* [GIVEN PROBLEM] Carry on the survey of global optimization complexity, starting after its last sentence.

This article contains a survey of some well known facts about the complexity of global optimization, and also describes some results concerning the average-case complexity .

Consider the following optimization problem. Given a class F of objective functions f defined on a compact subset of d-dimensional Euclidean space, the goal is to approximate the global minimum of f based on evaluation of the function at sequentially selected points. The focus will be on the error after n observations

where f n is the smallest of the first n observed function values (other approximations besides f n are often considered).

Complexity of optimization is usually studied in the worst- or average-case setting. In order for a worst-case analysis to be useful the class of objective functions F must be quite restricted. Consider the case where F is a subset of the continuous functions on a compact set. It is convenient to consider the class F = C r([0, 1]d) of real-valued functions on [0, 1]d with continuous derivatives up to order r ≥ 0. Suppose that r > 0 and f r is bounded. In this case Θ(εd/r) function evaluations are needed to ensure that the error is at most ε for any fF; see [8].

An adaptive algorithm is one for which the (n + 1)st observation point is determined as a function of the previous observations, while a nonadaptive algorithm chooses each point independently of the function values. In the worst-case setting, adaptation does not help much under quite general assumptions. If F is convex and symmetric (in the sense that −F = F), then the maximum error under an adaptive algorithm with n observations is not smaller than the maximum error of a nonadaptive method with n + 1 observations; see [4].

* [DATA LINES]
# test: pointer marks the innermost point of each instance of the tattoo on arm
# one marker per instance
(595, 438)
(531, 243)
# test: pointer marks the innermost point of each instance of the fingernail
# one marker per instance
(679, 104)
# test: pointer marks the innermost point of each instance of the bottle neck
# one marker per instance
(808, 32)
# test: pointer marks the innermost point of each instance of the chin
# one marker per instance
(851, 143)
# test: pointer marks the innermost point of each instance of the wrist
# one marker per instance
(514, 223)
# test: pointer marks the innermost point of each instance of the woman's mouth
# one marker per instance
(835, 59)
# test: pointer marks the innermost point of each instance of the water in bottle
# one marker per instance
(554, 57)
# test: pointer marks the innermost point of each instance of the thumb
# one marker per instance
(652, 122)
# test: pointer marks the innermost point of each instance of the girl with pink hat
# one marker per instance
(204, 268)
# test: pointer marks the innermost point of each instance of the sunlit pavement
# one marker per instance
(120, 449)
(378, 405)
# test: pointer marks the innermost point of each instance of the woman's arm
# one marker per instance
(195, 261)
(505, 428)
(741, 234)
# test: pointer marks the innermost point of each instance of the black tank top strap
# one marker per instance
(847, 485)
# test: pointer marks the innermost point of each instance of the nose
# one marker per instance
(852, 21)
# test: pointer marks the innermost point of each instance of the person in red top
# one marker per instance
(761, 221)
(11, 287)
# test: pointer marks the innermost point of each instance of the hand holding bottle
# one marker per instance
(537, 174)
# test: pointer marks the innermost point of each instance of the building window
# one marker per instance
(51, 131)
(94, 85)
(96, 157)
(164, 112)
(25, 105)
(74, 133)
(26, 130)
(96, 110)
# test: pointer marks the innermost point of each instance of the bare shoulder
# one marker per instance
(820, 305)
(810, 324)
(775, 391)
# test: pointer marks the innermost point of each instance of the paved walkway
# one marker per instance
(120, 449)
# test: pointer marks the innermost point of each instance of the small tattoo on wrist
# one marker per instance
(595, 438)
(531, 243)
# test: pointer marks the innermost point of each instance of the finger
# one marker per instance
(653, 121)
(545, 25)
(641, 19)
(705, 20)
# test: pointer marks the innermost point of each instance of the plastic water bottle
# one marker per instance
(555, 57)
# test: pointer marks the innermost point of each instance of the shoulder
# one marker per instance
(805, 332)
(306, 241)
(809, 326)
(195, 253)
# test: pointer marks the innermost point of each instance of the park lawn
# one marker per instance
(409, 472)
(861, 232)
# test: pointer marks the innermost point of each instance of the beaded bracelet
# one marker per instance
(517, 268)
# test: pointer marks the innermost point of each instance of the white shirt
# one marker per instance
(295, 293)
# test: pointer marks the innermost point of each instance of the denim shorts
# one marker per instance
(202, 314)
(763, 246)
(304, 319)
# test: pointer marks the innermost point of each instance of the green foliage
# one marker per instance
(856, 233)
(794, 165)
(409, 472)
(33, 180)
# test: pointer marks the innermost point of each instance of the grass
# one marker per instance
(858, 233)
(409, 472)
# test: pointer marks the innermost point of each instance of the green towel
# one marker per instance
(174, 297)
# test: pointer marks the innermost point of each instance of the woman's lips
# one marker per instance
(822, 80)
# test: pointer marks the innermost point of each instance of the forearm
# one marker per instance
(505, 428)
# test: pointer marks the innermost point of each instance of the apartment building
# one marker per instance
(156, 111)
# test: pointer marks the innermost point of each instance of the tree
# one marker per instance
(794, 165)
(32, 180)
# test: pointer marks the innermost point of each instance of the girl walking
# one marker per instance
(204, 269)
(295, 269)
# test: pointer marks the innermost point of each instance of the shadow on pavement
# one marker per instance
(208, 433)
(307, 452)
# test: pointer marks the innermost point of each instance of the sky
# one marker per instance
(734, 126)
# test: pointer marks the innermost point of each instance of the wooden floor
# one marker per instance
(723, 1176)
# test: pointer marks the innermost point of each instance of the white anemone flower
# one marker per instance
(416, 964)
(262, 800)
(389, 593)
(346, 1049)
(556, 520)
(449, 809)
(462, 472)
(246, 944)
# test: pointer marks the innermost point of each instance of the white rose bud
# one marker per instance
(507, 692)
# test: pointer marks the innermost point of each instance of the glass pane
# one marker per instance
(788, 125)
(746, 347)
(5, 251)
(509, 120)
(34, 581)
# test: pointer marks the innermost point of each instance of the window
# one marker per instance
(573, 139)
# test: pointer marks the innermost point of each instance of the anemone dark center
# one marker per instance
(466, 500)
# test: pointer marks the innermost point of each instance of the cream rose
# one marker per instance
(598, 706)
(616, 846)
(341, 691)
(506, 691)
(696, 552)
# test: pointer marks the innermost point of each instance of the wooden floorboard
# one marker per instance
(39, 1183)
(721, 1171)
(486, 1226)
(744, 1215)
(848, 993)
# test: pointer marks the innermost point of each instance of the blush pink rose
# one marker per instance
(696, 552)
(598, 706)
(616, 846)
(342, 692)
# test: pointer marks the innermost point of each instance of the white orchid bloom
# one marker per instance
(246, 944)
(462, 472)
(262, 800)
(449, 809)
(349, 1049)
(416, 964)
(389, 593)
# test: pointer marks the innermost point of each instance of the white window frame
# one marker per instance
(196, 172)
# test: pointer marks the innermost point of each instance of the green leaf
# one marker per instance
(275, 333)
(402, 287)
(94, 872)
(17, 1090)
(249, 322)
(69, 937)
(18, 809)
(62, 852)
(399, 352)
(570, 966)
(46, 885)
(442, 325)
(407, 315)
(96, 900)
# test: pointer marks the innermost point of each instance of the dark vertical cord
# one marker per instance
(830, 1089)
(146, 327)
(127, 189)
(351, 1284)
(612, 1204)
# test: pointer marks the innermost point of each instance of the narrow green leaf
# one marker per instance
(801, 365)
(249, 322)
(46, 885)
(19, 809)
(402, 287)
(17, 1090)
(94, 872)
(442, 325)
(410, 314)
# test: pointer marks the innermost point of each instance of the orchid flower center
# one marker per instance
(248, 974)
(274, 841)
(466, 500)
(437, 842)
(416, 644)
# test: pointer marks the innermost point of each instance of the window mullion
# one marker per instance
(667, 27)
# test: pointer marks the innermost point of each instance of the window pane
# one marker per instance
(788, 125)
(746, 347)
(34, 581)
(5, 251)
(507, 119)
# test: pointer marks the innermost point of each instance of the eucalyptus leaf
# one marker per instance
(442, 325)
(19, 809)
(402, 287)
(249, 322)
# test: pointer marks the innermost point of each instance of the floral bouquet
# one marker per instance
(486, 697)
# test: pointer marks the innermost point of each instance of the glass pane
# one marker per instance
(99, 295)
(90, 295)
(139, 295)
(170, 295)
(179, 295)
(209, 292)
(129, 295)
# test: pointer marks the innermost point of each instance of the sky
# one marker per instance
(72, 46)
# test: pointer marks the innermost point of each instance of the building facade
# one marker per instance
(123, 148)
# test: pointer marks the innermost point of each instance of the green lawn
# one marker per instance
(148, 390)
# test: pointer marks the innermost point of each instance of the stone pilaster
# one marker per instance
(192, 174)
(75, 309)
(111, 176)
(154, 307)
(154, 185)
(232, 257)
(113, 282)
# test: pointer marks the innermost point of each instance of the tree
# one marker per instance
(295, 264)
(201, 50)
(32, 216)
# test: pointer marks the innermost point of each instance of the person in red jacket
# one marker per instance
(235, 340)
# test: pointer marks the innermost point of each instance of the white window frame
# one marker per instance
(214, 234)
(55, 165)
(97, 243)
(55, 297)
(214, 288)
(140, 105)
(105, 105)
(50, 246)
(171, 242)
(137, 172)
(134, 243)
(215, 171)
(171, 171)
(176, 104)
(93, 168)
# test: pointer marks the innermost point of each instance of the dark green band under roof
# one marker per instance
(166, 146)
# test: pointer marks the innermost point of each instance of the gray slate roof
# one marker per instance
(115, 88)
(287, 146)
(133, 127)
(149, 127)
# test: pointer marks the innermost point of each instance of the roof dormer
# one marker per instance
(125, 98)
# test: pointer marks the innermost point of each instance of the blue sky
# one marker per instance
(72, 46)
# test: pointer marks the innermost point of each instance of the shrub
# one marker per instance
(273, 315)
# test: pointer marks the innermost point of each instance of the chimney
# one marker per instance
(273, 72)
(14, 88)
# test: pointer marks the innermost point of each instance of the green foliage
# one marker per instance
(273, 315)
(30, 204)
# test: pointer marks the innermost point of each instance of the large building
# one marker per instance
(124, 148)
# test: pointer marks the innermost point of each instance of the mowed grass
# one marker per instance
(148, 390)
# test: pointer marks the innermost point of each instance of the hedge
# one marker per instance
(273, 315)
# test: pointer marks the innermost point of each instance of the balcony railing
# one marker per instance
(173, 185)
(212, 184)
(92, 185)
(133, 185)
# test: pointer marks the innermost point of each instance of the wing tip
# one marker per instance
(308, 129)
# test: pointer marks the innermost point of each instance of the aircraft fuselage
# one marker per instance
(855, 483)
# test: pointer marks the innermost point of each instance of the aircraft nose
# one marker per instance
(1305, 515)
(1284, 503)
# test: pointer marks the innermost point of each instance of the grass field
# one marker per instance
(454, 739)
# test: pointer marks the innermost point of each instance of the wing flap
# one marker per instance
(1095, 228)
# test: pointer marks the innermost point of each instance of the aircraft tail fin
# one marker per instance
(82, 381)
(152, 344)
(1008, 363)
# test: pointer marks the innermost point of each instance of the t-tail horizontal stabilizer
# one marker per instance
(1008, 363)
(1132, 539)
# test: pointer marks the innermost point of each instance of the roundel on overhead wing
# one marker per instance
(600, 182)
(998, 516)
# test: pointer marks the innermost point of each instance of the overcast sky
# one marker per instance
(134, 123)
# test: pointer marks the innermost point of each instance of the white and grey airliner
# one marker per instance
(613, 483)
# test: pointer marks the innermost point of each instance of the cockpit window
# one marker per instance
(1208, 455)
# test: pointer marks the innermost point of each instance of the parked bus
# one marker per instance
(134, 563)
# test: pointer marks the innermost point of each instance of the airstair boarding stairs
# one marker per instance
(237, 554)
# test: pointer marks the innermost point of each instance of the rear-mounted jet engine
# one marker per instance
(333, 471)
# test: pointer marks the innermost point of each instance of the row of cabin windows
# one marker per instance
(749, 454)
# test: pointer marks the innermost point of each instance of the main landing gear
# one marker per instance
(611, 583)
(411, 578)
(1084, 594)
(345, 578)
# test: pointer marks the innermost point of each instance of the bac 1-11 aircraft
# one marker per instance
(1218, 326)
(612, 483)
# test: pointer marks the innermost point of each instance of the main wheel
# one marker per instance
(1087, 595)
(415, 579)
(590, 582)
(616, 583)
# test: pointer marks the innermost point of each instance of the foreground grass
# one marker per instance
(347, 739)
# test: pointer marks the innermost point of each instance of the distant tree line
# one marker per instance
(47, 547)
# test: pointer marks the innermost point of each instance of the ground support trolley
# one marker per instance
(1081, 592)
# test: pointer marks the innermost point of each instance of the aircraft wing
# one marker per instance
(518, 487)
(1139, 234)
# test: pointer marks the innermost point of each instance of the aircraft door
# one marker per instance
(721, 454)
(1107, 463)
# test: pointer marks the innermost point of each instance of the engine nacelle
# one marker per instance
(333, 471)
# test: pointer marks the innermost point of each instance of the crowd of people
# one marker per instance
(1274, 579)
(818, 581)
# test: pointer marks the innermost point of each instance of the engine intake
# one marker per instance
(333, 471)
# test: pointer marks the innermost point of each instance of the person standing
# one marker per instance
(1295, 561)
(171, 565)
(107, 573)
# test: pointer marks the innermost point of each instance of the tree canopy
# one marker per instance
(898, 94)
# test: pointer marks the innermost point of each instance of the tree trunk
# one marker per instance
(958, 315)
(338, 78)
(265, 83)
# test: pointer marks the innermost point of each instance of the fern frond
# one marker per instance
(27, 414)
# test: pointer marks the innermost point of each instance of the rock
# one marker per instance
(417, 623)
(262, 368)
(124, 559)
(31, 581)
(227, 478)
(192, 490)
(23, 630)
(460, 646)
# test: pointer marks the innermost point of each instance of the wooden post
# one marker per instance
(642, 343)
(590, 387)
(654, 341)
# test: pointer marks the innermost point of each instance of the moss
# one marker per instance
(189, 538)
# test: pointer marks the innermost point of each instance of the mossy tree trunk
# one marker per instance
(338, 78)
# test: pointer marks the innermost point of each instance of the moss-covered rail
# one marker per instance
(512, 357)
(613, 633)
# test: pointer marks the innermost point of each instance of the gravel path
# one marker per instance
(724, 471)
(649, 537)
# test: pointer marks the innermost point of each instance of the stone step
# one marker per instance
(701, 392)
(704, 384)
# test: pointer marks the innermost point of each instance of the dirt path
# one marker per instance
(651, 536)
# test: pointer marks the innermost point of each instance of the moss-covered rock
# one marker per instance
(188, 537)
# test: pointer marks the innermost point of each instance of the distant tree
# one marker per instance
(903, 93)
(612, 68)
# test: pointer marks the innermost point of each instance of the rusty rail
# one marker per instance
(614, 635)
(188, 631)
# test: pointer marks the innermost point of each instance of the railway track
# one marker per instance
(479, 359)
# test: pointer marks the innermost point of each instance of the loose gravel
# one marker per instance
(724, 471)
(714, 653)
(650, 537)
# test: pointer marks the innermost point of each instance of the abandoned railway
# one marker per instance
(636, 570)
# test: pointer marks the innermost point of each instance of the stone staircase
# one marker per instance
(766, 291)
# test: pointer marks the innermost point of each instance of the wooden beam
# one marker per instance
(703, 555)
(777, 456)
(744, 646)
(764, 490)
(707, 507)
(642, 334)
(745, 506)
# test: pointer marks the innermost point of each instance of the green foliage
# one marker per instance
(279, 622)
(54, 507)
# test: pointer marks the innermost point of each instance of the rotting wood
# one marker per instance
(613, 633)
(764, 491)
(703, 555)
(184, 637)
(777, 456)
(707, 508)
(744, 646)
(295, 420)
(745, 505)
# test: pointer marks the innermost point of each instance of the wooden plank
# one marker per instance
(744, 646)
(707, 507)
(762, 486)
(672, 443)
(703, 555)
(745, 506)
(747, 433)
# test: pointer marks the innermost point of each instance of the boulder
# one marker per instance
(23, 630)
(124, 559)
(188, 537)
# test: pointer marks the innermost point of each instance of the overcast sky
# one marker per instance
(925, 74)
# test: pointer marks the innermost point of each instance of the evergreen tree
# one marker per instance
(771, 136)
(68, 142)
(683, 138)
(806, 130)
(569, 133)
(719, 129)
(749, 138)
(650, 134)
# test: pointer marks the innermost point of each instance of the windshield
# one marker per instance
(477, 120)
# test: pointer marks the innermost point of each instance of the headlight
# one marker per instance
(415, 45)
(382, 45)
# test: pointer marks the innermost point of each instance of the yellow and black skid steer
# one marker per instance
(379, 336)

* [THE RESULT]
Virtually all global optimization methods in practical use are adaptive. For a survey of such methods see [6], [9]. The fact that the worst-case performance can not be significantly improved with adaptation leads to consideration of alternative settings that may be more appropriate. One such setting is the average-case setting, in which a probability measure P on F is chosen. The object of study is then the sequence of random variables Δ n (f), and the questions include under what conditions (for what algorithms) the error converges to zero and for convergent algorithms the speed of convergence. While the average-case error is often defined as the mathematical expectation of the error, it is useful to take a broader view, and consider for example convergence in probability of a n Δ n for some normalizing sequence {a n }.

With the average-case setting one can consider less restricted classes F than in the worst-case setting. As F gets larger, the worst-case deviates more and more from the average case, but may occur on only a small portion of the set F. Even for continuous functions the worst-case is arbitrarily bad.

Most of what is known about the average-case complexity of optimization is in the one-dimensional setting under the Wiener probability measure on C([0, 1]). Under the Wiener measure, the increments f(t)−f(s) have a normal distribution with mean zero and variance ts, and are independent for disjoint intervals. Almost every f is nowhere differentiable, and the set of local minima is dense in the unit interval. One can thus think of the Wiener measure as corresponding to assuming ‘only’ continuity; i.e., a worst-case probabilistic assumption.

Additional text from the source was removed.